GOAL 1
Please summarize the passage on Operation Rusty in two sentences.

In November 1945, Baun traveled through the American occupation zone to look for former Abwehr employees (“Otto”). They were accommodated in a small hotel in Oberursel, close to the US Military Intelligence Service Center at Camp King. On December 10, 1945, the US War Department issued a permit for espionage activities of the “Group Baun.” The brigadier general Edwin L. Sibert, G2 of the United States Forces European Theater, was directly responsible for the deployment of Baun. Sibert put Fritz and Otto together in the so-called “Operation X.”
According to the historian Giles Scott-Smith8 :
In the summer of 1945 G-2 (US army intelligence) officer John Boker and his superior General Sibert tried to initiate “Operation X” to allow Gehlen’s group to reassemble and show what they could produce. When Gehlen and six others were suddenly flown to Washington for interrogation at US army intelligence headquarters, Sibert continued to gather other Gehlen associates and former Abwehr (German military intelligence) personnel at the US Detention and Interrogation Center in Oberursel. Operation X became Operation Rusty. Following Sibert’s departure in 1946, the G-2 apparatus maintained its hold over the Gehlen Organization via its liaison officers John Deane and Eric Waldman.
In early 1946, Baun’s focus was on counter-espionage in order to identify Soviet espionage in the American zone of occupation. Alfred Bentzinger was commissioned by Baun to set up “Agency 114” (Dienststelle 114) in Karlsruhe.
From April 1, 1946, the focus shifted to military reconnaissance in the Soviet occupation zone. This date was also the official starting signal for “Operation Rusty,” the effort of building up the nucleus for a future German secret service, whose first leader was Baun. In building up the organization, Baun (codename: “Berndt”) at first loosely incorporated former structures of the Wehrmacht's frontline reconnaissance against the Soviet Union, for which he had been responsible during World War II. He set up a staff under his leadership as well as several centrally organized departments. The staff was housed in a separate area within the U.S. Military Intelligence Service Center at Camp King, Oberursel. After August 1946, the Procurement Staff was transferred to a former hotel in Schmitten, 15 kilometers away (code name: “Dustbin”).9 For the staff personnel, Baun mainly relied on former members of the “Walli I” Abwehr control center. The evaluation section of the staff, headed by Gustav-Adolf Tietze, analyzed the reports procured by the field organizations according to novelty value and credibility. The review was divided into four thematic areas: military, economic, political, and counter-espionage/anti-espionage.10
By late summer 1946, he had 124 full-time employees (no source). However, the reactivation of old agent networks of the Abwehr and Walli I did not succeed. The main sources of information were interrogations of returning prisoners of war and refugees. Added to this was a modest telecommunications reconnaissance.11
Gehlen returned from the USA on July 9, 1946.12 The headquarters of the East Reconnaissance Unit, codenamed "Operation Rusty," which operated under American command, was at Oberursel in the Taunus Mountains. On July 15, 1946, the so-called "Blue House" became the headquarters of the evaluation department.

GOAL 2
Report how many lines of the entries contain the string "stucco", with case counting. Give only the number.

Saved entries
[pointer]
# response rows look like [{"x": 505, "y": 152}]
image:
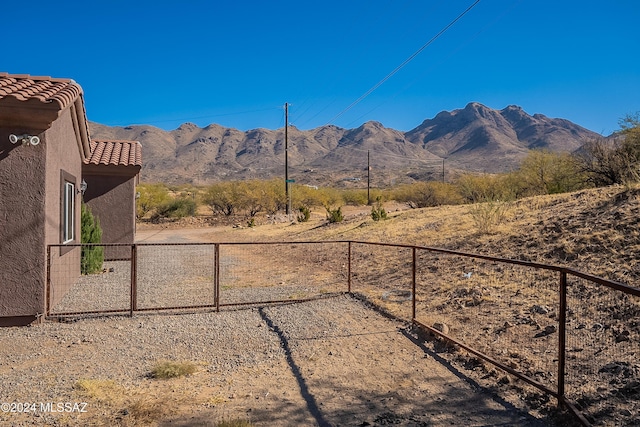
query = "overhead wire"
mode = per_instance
[
  {"x": 403, "y": 64},
  {"x": 435, "y": 65}
]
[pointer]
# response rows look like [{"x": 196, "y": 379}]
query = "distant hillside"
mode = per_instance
[{"x": 476, "y": 138}]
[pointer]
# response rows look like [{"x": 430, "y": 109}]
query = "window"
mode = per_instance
[{"x": 68, "y": 212}]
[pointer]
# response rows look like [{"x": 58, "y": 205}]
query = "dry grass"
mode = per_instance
[{"x": 171, "y": 369}]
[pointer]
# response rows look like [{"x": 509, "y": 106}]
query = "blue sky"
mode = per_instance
[{"x": 236, "y": 63}]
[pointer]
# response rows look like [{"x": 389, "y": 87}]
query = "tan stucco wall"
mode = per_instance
[
  {"x": 62, "y": 155},
  {"x": 30, "y": 206},
  {"x": 22, "y": 237},
  {"x": 111, "y": 198}
]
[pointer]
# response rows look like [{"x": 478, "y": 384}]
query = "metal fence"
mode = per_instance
[{"x": 570, "y": 335}]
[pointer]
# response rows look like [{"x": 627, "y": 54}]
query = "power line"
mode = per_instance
[{"x": 405, "y": 62}]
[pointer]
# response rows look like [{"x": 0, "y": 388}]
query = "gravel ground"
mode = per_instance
[{"x": 331, "y": 361}]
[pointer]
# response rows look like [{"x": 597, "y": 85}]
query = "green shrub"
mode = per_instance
[
  {"x": 92, "y": 257},
  {"x": 377, "y": 211},
  {"x": 334, "y": 215},
  {"x": 304, "y": 214}
]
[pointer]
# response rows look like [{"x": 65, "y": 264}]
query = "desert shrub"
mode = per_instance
[
  {"x": 150, "y": 197},
  {"x": 355, "y": 197},
  {"x": 475, "y": 188},
  {"x": 608, "y": 162},
  {"x": 377, "y": 211},
  {"x": 235, "y": 423},
  {"x": 427, "y": 194},
  {"x": 545, "y": 172},
  {"x": 172, "y": 369},
  {"x": 488, "y": 214},
  {"x": 92, "y": 257},
  {"x": 177, "y": 208},
  {"x": 222, "y": 198},
  {"x": 334, "y": 215},
  {"x": 304, "y": 214}
]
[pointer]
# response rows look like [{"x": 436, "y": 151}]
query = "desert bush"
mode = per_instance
[
  {"x": 222, "y": 198},
  {"x": 171, "y": 369},
  {"x": 377, "y": 211},
  {"x": 304, "y": 214},
  {"x": 334, "y": 215},
  {"x": 608, "y": 162},
  {"x": 355, "y": 197},
  {"x": 488, "y": 214},
  {"x": 92, "y": 257},
  {"x": 149, "y": 198},
  {"x": 475, "y": 188},
  {"x": 427, "y": 194},
  {"x": 545, "y": 172},
  {"x": 235, "y": 423},
  {"x": 177, "y": 208}
]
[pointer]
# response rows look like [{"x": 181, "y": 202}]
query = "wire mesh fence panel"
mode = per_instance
[
  {"x": 178, "y": 275},
  {"x": 105, "y": 290},
  {"x": 255, "y": 273},
  {"x": 383, "y": 275},
  {"x": 506, "y": 311},
  {"x": 603, "y": 354}
]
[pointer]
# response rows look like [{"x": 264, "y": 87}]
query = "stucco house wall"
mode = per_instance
[
  {"x": 63, "y": 163},
  {"x": 32, "y": 189},
  {"x": 22, "y": 239}
]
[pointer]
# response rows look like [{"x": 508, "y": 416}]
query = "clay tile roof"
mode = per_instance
[
  {"x": 119, "y": 153},
  {"x": 24, "y": 87}
]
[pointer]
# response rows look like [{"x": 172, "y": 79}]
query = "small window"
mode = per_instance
[{"x": 68, "y": 212}]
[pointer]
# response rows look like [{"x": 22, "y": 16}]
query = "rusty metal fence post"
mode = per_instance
[
  {"x": 47, "y": 303},
  {"x": 562, "y": 334},
  {"x": 216, "y": 276},
  {"x": 413, "y": 285},
  {"x": 134, "y": 280},
  {"x": 349, "y": 267}
]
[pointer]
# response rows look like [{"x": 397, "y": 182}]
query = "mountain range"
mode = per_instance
[{"x": 475, "y": 138}]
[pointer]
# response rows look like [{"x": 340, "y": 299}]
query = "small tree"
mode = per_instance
[{"x": 91, "y": 257}]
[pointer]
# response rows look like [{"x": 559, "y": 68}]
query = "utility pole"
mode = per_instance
[{"x": 286, "y": 158}]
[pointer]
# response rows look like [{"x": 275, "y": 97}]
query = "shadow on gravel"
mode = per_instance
[{"x": 312, "y": 405}]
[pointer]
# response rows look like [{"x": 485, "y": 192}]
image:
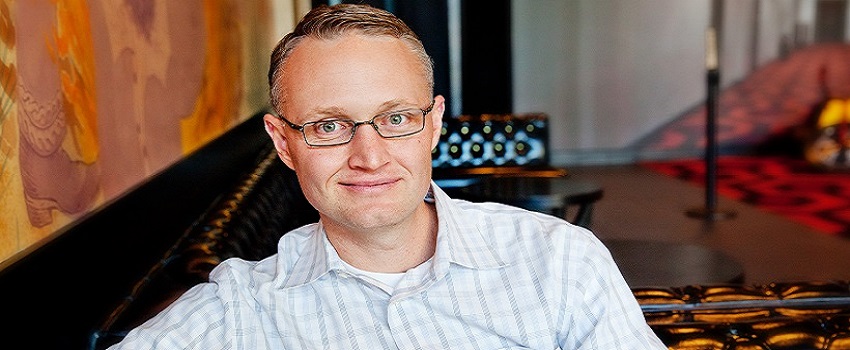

ANSWER 1
After searching the American occupation zone in November 1945 for former Abwehr employees, Baun received a US War Department permit for espionage activities, and the effort known as "Operation X" became "Operation Rusty," the nucleus for a future German secret service whose first leader was Baun. From April 1, 1946, its focus shifted from counter-espionage to military reconnaissance in the Soviet occupation zone, relying mainly on interrogations of returning prisoners of war and refugees, while Gehlen returned from the USA on July 9, 1946.

ANSWER 2
2